> Document passage:
····················

The IBTE students building and selling hydroponic systems

Agrometro has installed 50 hydroponic systems across the country

Azuma harvesting mint leaves at Agrometro's farm at IBTE Agro-Technology.

When Norisa ‘Azuma Md Norazmi, Nurwardi Ariffin and Nur Salwana Kamidi graduate from IBTE Agro-Technology Campus at the end of this month, they’re unlikely to be joining the ranks of thousands of graduates who will be out hunting for a job.

The trio, part of IBTE’s first cohort HNTec in Agrotechnology have already registered their own company Agrometro, building and installing over 50 hydroponic systems across the country.

“We want to change the mindset that farming is extremely hard to do,” says Azuma, who at 30-years-old, has proved to be a natural leader as the eldest member of the team.

“And we believe we can help change this by helping the public embrace hydroponics because it’s one of the most efficient ways to farm.”

IBTE Agrotechnology teacher Muhammad Haikal Hakim Hj Latip said hydroponics  – which allows crops to be grown without soil – was standard to their course, but said that Agrometro’s inception is unique because its founders chose to start their own business instead of doing the typical three-month industrial attachment.

Salwana cutting a PVC pipe at the mechanical workshop of IBTE Agro-Technology’s campus in Wasan, where Agrometro is allowed to operate rent-free.

Agrometro fabricates its structures using PVC pipes, which are then assembled at the customers’ site. Sprouts or seedlings are also provided, along with a water pump, fertilizers and a TDS meter to monitor nutrient concentration.

Ironically, research shows that despite hydroponic systems not requiring soil, they tend to grow faster – harvests for certain leafy vegetables can be ready within a month – and since they require less space, fully operational systems can be set up in almost anyone’s backyard.

“Since the nutrients are being delivered directly to the (plant’s) roots, growth within hydroponic systems tends to be faster so you can have more frequent harvest cycles and higher yields,” said Azuma.

Clockwise L to R: lettuce, cherry tomatoes, local spinach and mint planted at Agrometro’s farm at the IBTE Agro-Technology campus. Agrometro’s produce on their own site is mostly for research and development; the sale of their produce only forms a minor percentage of their overall revenue.

An issue facing the hydroponic method is their relatively higher cost, but arguably a bigger barrier is the having the specialized knowledge to set up and operate a sytem, which Agrometro hopes to tackle in a uniquely local way.

“We have two packages; a vertical system made of a single 4-inch PVC pipe that’s 1.6 metres tall for $175 with 36 insertions (holes) for plants. Then we have a mobile (more horizontal) system for $230 that has 44 holes spread across four rows of 3-inch PVC pipes,” said Azuma.

“Since Brunei is closely connected, we expanded our business model to offer after-sales service. We provide training, check-ins and supply fertilizers and plants. If customers are too buzy, we can also do a full overhaul after each harvest (including planting new seeds) for $25.”

“I come from a family of more traditional farmers,” says general manager of Agrometro Nurwardi, who handles fabrications. “Agrometro is an opportunity for me to continue my tradition, but in a new, more modern way.”

····················

> Location labeling records:
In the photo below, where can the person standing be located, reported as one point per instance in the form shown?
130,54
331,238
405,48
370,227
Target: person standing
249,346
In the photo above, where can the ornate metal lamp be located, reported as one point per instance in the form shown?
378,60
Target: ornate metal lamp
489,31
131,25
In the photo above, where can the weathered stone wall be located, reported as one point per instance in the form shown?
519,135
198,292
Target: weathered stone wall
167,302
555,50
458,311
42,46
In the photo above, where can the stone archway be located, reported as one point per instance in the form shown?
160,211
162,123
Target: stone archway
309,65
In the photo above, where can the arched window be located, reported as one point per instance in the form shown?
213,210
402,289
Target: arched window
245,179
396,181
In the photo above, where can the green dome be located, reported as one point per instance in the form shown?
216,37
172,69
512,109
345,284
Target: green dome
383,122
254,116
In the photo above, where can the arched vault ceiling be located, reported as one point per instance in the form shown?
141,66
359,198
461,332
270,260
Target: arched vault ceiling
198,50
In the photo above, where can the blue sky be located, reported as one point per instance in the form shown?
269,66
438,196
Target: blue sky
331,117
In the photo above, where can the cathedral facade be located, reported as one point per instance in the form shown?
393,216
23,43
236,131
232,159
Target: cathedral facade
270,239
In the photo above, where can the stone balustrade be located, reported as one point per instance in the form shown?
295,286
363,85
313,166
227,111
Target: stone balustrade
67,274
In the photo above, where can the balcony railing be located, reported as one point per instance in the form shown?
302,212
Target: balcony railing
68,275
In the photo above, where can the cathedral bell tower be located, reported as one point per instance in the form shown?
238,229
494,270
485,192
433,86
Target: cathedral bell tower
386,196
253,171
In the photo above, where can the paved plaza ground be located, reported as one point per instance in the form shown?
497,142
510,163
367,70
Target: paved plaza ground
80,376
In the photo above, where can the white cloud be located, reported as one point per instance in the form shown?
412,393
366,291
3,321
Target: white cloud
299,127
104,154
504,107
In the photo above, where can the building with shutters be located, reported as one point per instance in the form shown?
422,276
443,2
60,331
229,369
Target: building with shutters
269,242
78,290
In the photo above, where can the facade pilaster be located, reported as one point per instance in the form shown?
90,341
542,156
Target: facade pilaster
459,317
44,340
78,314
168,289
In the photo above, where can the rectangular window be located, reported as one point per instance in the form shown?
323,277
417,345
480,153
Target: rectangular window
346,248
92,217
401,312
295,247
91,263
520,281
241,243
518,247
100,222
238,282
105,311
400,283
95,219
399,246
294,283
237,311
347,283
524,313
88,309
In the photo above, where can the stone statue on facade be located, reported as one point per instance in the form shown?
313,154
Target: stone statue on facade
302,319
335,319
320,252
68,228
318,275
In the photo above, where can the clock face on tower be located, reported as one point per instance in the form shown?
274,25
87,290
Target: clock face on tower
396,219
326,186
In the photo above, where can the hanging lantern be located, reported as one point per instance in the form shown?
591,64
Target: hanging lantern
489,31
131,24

····················

> Given instruction: Decide whether each statement below agrees with the article on the IBTE hydroponics students, answering yes or no and quoting the deciding words of the article. 1. Agrometro's vertical system sells for $175 and holds 36 plants. 2. Most of Agrometro's revenue comes from selling the produce grown on its own site. 3. Agrometro pays rent to use the mechanical workshop at the Wasan campus.

> Answer to the exercise:
1. Yes: "a vertical system made of a single 4-inch PVC pipe that’s 1.6 metres tall for $175 with 36 insertions (holes) for plants"
2. No: "the sale of their produce only forms a minor percentage of their overall revenue"
3. No: "where Agrometro is allowed to operate rent-free"